• _DEINE AUFGABE_
Schreibe alle Zeilen unten Wort für Wort ab und lass die Bilder dabei weg.

• _DATEN_
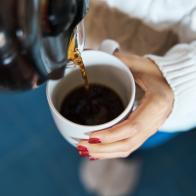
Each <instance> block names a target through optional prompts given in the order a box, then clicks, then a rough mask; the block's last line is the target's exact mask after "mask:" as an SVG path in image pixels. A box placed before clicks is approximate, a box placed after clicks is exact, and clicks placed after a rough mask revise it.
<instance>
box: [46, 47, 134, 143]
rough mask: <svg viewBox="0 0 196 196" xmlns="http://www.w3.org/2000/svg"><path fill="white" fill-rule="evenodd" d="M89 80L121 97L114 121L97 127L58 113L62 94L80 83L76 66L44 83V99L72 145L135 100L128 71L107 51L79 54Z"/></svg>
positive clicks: (131, 77)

• _ERWARTETE AUSGABE_
Each <instance> block names a target through optional prompts given in the order a box, then clicks, then a rough mask; the block's last line is the target's exact mask after "mask:" as an SVG path in image pixels. A box placed before clicks is approximate, a box placed after clicks is exact, and clicks placed after a rough mask revise it.
<instance>
box: [46, 47, 134, 143]
rough mask: <svg viewBox="0 0 196 196" xmlns="http://www.w3.org/2000/svg"><path fill="white" fill-rule="evenodd" d="M89 80L121 97L114 121L97 127L58 113L62 94L80 83L76 66L44 83V99L72 145L135 100L128 71L107 51L79 54Z"/></svg>
positive clicks: (131, 77)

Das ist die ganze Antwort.